Please reproduce all the records exactly while leaving out their pictures.

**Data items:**
=======
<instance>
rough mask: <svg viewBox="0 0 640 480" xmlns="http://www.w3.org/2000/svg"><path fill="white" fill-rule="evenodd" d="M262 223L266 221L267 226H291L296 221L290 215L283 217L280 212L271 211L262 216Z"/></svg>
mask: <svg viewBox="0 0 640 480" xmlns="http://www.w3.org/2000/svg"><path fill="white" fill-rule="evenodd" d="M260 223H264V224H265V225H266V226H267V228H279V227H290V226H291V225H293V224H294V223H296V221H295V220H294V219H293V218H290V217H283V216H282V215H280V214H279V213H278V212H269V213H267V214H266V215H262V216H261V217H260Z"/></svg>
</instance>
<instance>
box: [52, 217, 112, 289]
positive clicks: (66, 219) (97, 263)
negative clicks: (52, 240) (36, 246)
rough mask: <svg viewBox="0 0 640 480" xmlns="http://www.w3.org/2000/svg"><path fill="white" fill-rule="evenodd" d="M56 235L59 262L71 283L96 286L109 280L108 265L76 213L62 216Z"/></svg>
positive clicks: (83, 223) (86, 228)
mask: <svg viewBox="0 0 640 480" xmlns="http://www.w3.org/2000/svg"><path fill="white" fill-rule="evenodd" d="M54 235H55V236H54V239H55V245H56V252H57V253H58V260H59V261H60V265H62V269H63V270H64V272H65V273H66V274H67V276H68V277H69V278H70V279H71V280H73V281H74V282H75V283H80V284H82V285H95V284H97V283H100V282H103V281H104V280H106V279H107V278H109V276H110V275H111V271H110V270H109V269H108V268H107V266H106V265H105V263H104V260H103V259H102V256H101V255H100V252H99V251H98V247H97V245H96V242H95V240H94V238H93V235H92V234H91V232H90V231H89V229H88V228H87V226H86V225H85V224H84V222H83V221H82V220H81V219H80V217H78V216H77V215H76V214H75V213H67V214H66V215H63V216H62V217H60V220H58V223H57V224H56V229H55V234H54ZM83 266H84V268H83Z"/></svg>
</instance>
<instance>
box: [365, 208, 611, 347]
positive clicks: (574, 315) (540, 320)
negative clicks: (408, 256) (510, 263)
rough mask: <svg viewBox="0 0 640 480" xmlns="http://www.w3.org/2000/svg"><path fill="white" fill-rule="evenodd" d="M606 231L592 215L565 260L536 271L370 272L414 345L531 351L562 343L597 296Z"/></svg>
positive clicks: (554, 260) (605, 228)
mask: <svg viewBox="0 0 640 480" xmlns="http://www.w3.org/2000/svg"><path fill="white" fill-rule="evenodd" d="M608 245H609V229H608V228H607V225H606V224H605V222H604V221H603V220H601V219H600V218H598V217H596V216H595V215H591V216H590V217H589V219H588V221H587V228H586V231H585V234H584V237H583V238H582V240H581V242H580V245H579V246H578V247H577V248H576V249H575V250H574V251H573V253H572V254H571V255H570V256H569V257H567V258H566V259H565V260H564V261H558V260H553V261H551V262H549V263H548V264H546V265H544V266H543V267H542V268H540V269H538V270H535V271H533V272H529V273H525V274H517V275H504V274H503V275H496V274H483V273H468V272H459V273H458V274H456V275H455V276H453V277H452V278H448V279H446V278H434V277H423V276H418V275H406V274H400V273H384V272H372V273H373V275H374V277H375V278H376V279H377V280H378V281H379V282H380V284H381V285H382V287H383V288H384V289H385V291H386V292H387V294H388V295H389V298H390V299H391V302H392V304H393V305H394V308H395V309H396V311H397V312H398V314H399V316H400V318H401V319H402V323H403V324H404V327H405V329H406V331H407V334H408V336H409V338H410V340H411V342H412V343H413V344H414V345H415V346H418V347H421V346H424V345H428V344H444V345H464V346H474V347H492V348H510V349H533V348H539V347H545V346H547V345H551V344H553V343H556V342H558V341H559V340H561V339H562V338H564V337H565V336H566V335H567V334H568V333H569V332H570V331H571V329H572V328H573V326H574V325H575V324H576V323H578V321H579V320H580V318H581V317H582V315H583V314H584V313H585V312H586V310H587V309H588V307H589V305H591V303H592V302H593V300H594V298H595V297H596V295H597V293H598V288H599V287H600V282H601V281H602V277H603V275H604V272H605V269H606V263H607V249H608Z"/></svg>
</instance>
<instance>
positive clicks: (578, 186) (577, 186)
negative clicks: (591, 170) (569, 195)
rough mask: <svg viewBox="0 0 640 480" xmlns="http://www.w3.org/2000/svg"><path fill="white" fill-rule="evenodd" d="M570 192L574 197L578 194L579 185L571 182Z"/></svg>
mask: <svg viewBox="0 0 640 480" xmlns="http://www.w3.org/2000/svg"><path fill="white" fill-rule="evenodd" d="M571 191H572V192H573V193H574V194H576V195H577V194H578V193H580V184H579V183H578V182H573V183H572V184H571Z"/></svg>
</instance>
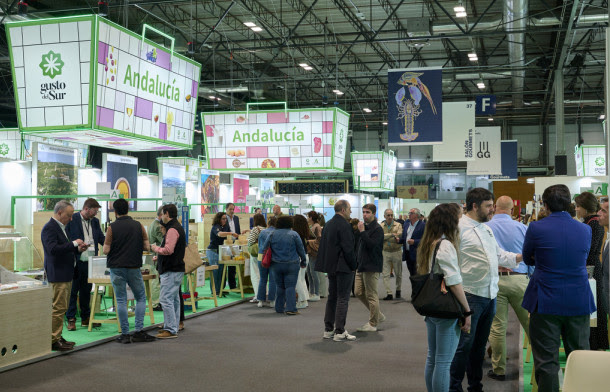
=======
**Response below:**
<instance>
rough mask: <svg viewBox="0 0 640 480" xmlns="http://www.w3.org/2000/svg"><path fill="white" fill-rule="evenodd" d="M262 223L266 221L267 226H291L296 221L290 215L283 217L280 212L271 211L262 216Z"/></svg>
mask: <svg viewBox="0 0 640 480" xmlns="http://www.w3.org/2000/svg"><path fill="white" fill-rule="evenodd" d="M260 223H264V224H265V225H266V226H267V228H279V227H290V226H291V225H293V224H294V223H296V221H295V220H294V219H293V218H290V217H283V216H282V215H280V214H279V213H278V212H269V213H267V214H266V215H262V216H261V217H260Z"/></svg>
</instance>
<instance>
box: [52, 217, 112, 289]
positive clicks: (66, 219) (97, 263)
negative clicks: (52, 240) (36, 246)
rough mask: <svg viewBox="0 0 640 480" xmlns="http://www.w3.org/2000/svg"><path fill="white" fill-rule="evenodd" d="M56 235L59 262L71 283L96 286L109 280L108 265L76 213L62 216Z"/></svg>
positive clicks: (83, 223) (86, 228)
mask: <svg viewBox="0 0 640 480" xmlns="http://www.w3.org/2000/svg"><path fill="white" fill-rule="evenodd" d="M54 235H55V236H54V239H55V245H56V252H57V253H58V260H59V261H60V265H62V269H63V270H64V272H65V273H66V274H67V276H68V277H69V278H70V279H71V280H73V281H74V282H75V283H80V284H82V285H95V284H97V283H100V282H103V281H104V280H106V279H107V278H109V276H110V275H111V271H110V270H109V269H108V268H107V266H106V265H105V263H104V260H103V259H102V256H101V255H100V252H99V251H98V247H97V245H96V242H95V240H94V238H93V235H92V234H91V232H90V231H89V229H88V228H87V226H86V225H85V224H84V222H83V221H82V220H81V219H80V217H78V216H77V215H76V214H75V213H67V214H66V215H63V216H62V217H60V220H58V223H57V224H56V229H55V234H54ZM83 266H84V268H83Z"/></svg>
</instance>
<instance>
box: [365, 208, 611, 347]
positive clicks: (574, 315) (540, 320)
negative clicks: (408, 256) (510, 263)
rough mask: <svg viewBox="0 0 640 480" xmlns="http://www.w3.org/2000/svg"><path fill="white" fill-rule="evenodd" d="M606 231L592 215L565 260L536 271L370 272L414 345L531 351L562 343L597 296Z"/></svg>
positive clicks: (554, 260) (605, 228)
mask: <svg viewBox="0 0 640 480" xmlns="http://www.w3.org/2000/svg"><path fill="white" fill-rule="evenodd" d="M608 245H609V229H608V228H607V225H606V224H605V222H604V221H603V220H601V219H600V218H598V217H596V216H595V215H591V216H590V217H589V219H588V221H587V228H586V231H585V234H584V237H583V238H582V240H581V242H580V245H579V246H578V247H577V248H576V249H575V250H574V251H573V253H572V254H571V255H570V256H569V257H567V258H566V259H565V260H564V261H558V260H553V261H551V262H549V263H548V264H546V265H544V266H543V267H542V268H540V269H538V270H535V271H533V272H529V273H525V274H517V275H504V274H503V275H496V274H483V273H468V272H459V273H458V274H456V275H455V276H453V277H452V278H448V279H446V278H434V277H423V276H418V275H406V274H400V273H384V272H372V273H373V275H374V277H375V278H376V279H377V280H378V281H379V282H380V284H381V285H382V287H383V288H384V289H385V291H386V292H387V294H388V295H389V298H390V299H391V302H392V304H393V305H394V308H395V309H396V311H397V312H398V314H399V316H400V318H401V319H402V323H403V324H404V327H405V329H406V331H407V334H408V336H409V338H410V340H411V342H412V343H413V344H414V345H415V346H418V347H421V346H424V345H428V344H444V345H464V346H474V347H492V348H510V349H533V348H539V347H545V346H547V345H551V344H553V343H556V342H558V341H559V340H561V339H562V338H564V337H565V336H566V335H567V334H568V333H569V332H570V331H571V329H572V328H573V326H574V325H575V324H576V323H578V321H579V320H580V318H581V317H582V315H583V314H584V313H585V312H586V310H587V309H588V307H589V305H591V303H592V302H593V300H594V298H595V297H596V295H597V293H598V288H599V287H600V282H601V281H602V277H603V275H604V272H605V269H606V263H607V249H608Z"/></svg>
</instance>
<instance>
positive clicks: (578, 186) (577, 186)
negative clicks: (591, 170) (569, 195)
rough mask: <svg viewBox="0 0 640 480" xmlns="http://www.w3.org/2000/svg"><path fill="white" fill-rule="evenodd" d="M570 192L574 197L578 194L579 185L571 182Z"/></svg>
mask: <svg viewBox="0 0 640 480" xmlns="http://www.w3.org/2000/svg"><path fill="white" fill-rule="evenodd" d="M571 191H572V192H573V193H574V194H576V195H577V194H578V193H580V184H579V183H578V182H573V183H572V184H571Z"/></svg>
</instance>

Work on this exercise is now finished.